Brief A: Before the St. Henry garden article and the rows below, list every person the article names, leaving out any name that appears only as part of a school's name.

Passage shown:
"""

November 18, 2014 // Local

Seeds of gratitude: St. Henry grows into something new

Provided by Jim Mount
The St. Henry Community Garden offers nearly 300 raised beds of gardens to serve the southeast Fort Wayne community.

By Jim Mount

FORT WAYNE — Like a seed planted in the ashes of what once was, the community gardens on the campus of St. Henry Parish at Paulding and Hessen Cassel roads in Fort Wayne are growing the parish into something new.

After the closing of the school, St. Henry has found new life as a community center and one of the main attractions that has taken off like a wild shoot is the community gardens. Starting off small, St. Henry’s began offering the community gardens as a service to the community, providing an opportunity for neighbors to get to know each other and to plant and raise food together.

From its inception two years ago, the community gardens have grown with boxed plots starting to fill the adjacent north field of the campus.

When Msgr. Julian Benoit Academy located in the former St. Henry’s School, closed in 2006, the parish was left with a vacant building. St. Henry pastor, Father Dan Durkin, and property manager Paul Gerardot contemplated the impact the closure of the school would have on the struggling southeast side parish. Losing the school was a blow that left St. Henry struggling to find a new role and service they could provide absent the school.

For over 50 years, the parish had served the Diocese of Fort Wayne-South Bend and the community at large as a school and parish.

"""

Entries provided:

"""

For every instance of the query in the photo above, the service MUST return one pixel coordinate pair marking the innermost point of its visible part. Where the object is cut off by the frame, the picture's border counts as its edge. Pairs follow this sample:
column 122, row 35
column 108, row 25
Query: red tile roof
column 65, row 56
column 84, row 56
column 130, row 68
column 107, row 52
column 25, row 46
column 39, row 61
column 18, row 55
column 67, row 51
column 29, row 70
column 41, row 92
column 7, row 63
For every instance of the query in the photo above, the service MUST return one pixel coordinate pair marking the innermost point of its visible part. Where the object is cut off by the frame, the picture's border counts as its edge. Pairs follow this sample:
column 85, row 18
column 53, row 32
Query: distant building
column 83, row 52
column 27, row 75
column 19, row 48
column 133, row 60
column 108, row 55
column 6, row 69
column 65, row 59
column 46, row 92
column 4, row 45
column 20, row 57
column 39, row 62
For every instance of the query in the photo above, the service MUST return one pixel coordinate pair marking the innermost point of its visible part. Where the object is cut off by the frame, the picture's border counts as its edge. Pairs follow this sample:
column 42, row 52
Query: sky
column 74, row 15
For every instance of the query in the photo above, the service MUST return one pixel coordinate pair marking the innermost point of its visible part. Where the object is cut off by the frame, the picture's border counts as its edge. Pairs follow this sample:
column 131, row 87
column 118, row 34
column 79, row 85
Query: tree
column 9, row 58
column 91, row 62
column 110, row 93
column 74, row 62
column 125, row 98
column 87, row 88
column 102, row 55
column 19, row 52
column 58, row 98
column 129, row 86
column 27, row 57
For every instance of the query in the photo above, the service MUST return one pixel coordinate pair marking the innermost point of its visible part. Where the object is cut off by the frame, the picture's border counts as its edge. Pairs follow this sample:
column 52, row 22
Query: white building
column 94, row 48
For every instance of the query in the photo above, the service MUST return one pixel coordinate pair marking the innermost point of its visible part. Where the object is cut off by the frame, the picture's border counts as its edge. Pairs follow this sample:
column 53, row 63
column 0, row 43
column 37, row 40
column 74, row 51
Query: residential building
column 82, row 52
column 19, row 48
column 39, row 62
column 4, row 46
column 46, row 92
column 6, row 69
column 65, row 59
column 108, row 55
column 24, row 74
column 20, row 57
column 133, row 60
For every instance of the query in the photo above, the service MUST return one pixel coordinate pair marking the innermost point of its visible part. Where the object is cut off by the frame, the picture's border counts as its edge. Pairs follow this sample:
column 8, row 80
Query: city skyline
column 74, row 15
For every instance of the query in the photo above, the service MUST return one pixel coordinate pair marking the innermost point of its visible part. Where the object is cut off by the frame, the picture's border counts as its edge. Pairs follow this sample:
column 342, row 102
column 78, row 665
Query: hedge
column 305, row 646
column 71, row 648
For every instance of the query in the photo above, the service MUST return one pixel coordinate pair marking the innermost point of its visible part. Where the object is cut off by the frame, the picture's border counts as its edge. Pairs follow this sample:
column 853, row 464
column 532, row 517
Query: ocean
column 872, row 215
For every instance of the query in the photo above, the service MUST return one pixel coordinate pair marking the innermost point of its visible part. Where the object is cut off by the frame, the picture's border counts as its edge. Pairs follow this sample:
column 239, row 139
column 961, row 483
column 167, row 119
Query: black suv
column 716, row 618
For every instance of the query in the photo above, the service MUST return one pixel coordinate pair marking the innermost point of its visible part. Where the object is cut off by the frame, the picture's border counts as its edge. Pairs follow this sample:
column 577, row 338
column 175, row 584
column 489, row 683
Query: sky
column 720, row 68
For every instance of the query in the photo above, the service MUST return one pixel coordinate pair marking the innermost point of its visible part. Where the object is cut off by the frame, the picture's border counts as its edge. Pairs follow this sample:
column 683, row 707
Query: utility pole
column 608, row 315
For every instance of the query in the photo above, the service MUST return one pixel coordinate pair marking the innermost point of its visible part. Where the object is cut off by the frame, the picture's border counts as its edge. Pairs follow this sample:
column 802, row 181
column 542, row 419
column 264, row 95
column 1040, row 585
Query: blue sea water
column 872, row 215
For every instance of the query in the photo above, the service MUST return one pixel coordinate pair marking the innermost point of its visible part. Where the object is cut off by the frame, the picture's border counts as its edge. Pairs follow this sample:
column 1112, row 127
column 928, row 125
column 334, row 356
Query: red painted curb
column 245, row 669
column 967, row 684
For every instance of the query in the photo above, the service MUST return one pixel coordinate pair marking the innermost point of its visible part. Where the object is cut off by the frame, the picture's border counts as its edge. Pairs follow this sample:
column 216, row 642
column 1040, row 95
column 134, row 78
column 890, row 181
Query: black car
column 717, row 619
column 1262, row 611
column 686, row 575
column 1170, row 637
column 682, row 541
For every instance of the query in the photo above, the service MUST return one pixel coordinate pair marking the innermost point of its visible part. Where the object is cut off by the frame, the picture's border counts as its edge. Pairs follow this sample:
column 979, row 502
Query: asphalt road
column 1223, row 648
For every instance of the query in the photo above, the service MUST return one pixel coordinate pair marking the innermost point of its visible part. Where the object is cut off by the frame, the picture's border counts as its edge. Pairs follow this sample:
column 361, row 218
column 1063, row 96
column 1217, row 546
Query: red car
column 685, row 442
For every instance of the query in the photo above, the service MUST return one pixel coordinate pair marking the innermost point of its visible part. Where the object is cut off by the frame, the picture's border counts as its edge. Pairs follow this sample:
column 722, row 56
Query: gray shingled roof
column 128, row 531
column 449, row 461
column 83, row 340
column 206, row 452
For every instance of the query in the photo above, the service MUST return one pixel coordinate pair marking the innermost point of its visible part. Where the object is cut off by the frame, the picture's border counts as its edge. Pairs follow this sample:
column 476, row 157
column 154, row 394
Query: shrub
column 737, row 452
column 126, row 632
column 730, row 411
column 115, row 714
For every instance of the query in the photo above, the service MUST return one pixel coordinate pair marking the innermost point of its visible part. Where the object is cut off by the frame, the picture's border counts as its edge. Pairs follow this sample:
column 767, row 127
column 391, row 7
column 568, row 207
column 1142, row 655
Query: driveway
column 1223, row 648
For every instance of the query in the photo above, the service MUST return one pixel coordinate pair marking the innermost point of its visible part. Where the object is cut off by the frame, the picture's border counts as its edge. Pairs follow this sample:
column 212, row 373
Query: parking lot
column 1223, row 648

"""

Brief B: Copy the rows above word for word, from the first row through the row containing "column 7, row 63".

Worked solution A:
Jim Mount
Father Dan Durkin
Paul Gerardot

Worked solution B:
For every instance of the query in the photo above, the service MUST return one pixel coordinate pair marking the innermost point of its visible part. Where the object is cut off by the frame, the picture's border counts as its edge. Pairs follow this sample:
column 122, row 35
column 108, row 25
Query: red tile roof
column 65, row 56
column 84, row 56
column 130, row 68
column 107, row 52
column 25, row 46
column 39, row 61
column 18, row 55
column 67, row 51
column 29, row 70
column 41, row 92
column 7, row 63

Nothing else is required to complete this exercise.